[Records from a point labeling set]

---

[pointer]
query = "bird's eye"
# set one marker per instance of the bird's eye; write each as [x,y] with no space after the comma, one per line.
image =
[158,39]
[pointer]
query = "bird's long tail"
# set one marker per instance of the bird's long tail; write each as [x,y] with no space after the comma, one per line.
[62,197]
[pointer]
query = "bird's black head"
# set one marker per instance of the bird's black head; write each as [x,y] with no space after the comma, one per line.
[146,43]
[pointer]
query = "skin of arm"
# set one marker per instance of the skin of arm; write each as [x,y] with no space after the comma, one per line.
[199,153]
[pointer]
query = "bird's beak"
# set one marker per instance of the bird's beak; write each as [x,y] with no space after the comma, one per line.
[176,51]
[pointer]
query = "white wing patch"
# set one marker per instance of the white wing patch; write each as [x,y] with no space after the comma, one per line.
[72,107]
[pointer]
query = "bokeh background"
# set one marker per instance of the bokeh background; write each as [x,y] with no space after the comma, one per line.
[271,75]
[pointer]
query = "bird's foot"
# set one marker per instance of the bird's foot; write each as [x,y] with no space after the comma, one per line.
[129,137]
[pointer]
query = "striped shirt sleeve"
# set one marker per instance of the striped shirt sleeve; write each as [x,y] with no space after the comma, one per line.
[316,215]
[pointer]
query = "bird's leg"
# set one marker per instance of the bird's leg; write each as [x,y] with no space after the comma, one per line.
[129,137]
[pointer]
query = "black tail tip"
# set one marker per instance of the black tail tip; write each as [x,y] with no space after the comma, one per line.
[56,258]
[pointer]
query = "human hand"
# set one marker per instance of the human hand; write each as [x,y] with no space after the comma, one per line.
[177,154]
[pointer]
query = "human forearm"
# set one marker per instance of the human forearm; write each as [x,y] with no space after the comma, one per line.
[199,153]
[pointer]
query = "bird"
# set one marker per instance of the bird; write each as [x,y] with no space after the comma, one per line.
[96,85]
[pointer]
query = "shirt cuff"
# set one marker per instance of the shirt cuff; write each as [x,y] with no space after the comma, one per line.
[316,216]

---

## GOAL:
Copy each record from above exactly, and include every line.

## RESULT FOR THIS EXERCISE:
[pointer]
query = "bird's eye"
# set one marker per instance of the bird's eye; write each as [x,y] with no space after the comma, one per line.
image =
[158,39]
[pointer]
query = "bird's long tail"
# set one marker per instance of the bird's long tail; write each as [x,y] with no space after the comma, one per line.
[62,197]
[pointer]
query = "bird's black head"
# set one marker per instance of the bird's black head; write each as [x,y] with no space after the comma, one per line.
[146,43]
[pointer]
query = "skin of arm"
# set one marker per instance of the skin of arm; write each as [x,y] with no space after the comma, one per line.
[199,153]
[pointer]
query = "bird's beak"
# set one marker per instance of the bird's beak; write each as [x,y] with no space after the comma, one per line.
[176,51]
[pointer]
query = "white wing patch"
# set one marker per instance of the white wing patch; write each as [x,y] with no space after the comma, one per line.
[72,107]
[pointer]
query = "bokeh background"
# set one marker per instance of the bokeh background; write each as [x,y] with no space after the comma, one per line.
[271,75]
[pointer]
query = "bird's foot"
# set one marker per instance of the bird's foot; write each as [x,y] with no space after the comma, one per line.
[129,137]
[pointer]
query = "striped shirt sleeve"
# set one marker per instance of the striped shirt sleeve; write each as [x,y] with no space after the comma, one per line.
[316,215]
[pointer]
query = "bird's leg"
# set one marker per instance of the bird's leg; write each as [x,y] with no space after the comma, one per line.
[129,137]
[pointer]
query = "black tail tip"
# set one marker per instance of the black tail tip; write each as [x,y] with no space after the comma, one per line.
[56,258]
[pointer]
query = "human hand"
# set one marker per instance of the human hand; write each as [x,y] with no space after the comma, one per line.
[177,154]
[pointer]
query = "human forearm"
# set one marker per instance of the human forearm; write each as [x,y] with no space after the comma, one per line.
[199,153]
[pointer]
query = "bird"
# set one marker per instance of the bird; write each as [x,y] with no space after the comma, one per line.
[96,85]
[pointer]
query = "shirt cuff"
# set one marker per instance of the shirt cuff; write each as [x,y] with no space after the comma, one per line.
[316,216]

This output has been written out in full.